Data extracted from a collection
╔══

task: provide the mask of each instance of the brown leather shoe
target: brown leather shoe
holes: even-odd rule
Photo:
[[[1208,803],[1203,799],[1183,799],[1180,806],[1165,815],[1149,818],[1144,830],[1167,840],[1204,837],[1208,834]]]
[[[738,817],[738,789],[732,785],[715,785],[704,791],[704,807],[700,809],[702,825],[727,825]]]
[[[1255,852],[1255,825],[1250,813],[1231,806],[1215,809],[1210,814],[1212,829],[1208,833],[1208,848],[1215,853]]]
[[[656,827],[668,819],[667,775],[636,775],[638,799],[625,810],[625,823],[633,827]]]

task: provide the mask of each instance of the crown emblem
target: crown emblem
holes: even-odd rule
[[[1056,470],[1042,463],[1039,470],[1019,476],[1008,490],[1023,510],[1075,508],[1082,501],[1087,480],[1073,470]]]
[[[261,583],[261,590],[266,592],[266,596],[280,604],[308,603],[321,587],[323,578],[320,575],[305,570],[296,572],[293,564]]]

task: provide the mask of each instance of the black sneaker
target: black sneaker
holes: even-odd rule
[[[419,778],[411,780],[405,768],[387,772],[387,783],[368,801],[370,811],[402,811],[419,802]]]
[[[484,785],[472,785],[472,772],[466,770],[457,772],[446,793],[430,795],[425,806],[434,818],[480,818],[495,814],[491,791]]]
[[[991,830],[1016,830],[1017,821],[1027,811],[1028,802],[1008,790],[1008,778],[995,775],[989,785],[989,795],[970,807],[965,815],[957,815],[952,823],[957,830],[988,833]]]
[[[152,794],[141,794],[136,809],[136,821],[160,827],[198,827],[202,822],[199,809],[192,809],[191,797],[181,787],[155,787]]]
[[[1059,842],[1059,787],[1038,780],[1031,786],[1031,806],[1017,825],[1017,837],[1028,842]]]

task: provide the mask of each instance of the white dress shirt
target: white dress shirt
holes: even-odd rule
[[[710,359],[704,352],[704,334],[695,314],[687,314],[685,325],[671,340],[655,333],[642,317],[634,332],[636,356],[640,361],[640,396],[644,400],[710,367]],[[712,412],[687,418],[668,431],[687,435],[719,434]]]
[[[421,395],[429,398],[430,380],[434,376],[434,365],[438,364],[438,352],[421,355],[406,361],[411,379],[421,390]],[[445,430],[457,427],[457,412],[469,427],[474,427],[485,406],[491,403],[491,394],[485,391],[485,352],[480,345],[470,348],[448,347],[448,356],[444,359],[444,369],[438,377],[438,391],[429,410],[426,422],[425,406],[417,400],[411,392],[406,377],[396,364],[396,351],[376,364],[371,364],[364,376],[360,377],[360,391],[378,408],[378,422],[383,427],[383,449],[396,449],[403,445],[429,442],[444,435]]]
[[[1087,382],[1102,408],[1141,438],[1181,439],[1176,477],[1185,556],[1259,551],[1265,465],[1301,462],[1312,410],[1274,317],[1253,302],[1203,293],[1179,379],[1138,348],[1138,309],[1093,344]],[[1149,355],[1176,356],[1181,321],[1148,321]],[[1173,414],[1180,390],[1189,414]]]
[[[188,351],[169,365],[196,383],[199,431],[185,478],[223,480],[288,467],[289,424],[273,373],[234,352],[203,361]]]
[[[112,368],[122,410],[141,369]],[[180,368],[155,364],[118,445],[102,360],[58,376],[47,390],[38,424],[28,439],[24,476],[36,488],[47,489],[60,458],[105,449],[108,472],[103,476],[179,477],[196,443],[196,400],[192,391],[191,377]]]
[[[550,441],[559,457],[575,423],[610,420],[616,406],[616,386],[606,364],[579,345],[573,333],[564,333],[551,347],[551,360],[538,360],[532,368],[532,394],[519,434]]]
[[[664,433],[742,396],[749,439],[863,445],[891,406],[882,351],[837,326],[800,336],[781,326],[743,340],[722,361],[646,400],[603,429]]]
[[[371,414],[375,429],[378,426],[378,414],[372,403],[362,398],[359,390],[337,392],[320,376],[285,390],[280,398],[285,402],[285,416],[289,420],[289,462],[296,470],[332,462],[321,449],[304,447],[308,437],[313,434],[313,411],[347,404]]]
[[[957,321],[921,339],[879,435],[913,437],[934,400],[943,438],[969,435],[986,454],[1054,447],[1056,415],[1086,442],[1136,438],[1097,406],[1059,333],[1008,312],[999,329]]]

╚══

Retype the lines of the listing from the one containing "task: provide the mask of each instance of the white" through the last line of the listing, including both ends.

§ **Full solution**
task: provide the mask of each instance of the white dress shirt
target: white dress shirt
holes: even-odd rule
[[[710,359],[704,352],[704,334],[695,314],[687,314],[685,325],[671,340],[655,333],[642,317],[634,332],[636,356],[640,361],[640,396],[644,400],[710,367]],[[712,412],[687,418],[668,431],[687,435],[719,434]]]
[[[421,395],[429,398],[430,380],[434,376],[434,365],[438,364],[438,352],[421,355],[406,361],[411,379],[421,390]],[[445,430],[457,427],[457,412],[469,427],[474,427],[485,406],[491,403],[491,394],[485,391],[485,352],[480,345],[470,348],[448,347],[448,356],[444,359],[444,369],[438,377],[438,391],[429,410],[426,422],[425,406],[417,400],[411,392],[406,377],[396,364],[396,351],[376,364],[371,364],[364,376],[360,377],[360,391],[378,408],[378,422],[383,427],[383,449],[396,449],[403,445],[429,442],[444,435]]]
[[[1087,382],[1102,408],[1141,438],[1181,439],[1176,477],[1185,556],[1259,551],[1265,465],[1301,462],[1312,410],[1274,317],[1253,302],[1203,293],[1179,379],[1138,348],[1138,309],[1093,344]],[[1149,355],[1176,356],[1181,321],[1148,321]],[[1173,414],[1180,390],[1189,414]]]
[[[188,351],[169,365],[196,383],[199,431],[185,478],[223,480],[288,467],[289,424],[273,373],[234,352],[203,361]]]
[[[112,368],[122,410],[141,369]],[[180,368],[155,364],[118,445],[102,360],[58,376],[47,390],[38,424],[28,439],[24,476],[36,488],[47,489],[60,458],[105,449],[108,472],[103,476],[179,477],[196,443],[196,400],[192,391],[191,377]]]
[[[550,441],[559,457],[575,423],[610,420],[616,406],[616,386],[606,364],[579,345],[573,333],[564,333],[551,347],[551,360],[538,360],[532,368],[532,394],[519,434]]]
[[[664,433],[742,396],[749,439],[863,445],[891,406],[882,351],[837,326],[800,336],[781,326],[743,340],[722,361],[646,400],[603,429]]]
[[[371,414],[375,429],[378,426],[378,414],[372,403],[362,398],[359,390],[337,392],[320,376],[285,390],[280,398],[285,402],[285,416],[289,420],[289,462],[296,470],[332,462],[321,449],[304,447],[308,437],[313,434],[313,411],[347,404]]]
[[[957,321],[921,339],[879,435],[913,437],[934,400],[943,438],[969,435],[986,454],[1054,447],[1056,415],[1086,442],[1136,438],[1097,406],[1059,333],[1008,312],[999,329]]]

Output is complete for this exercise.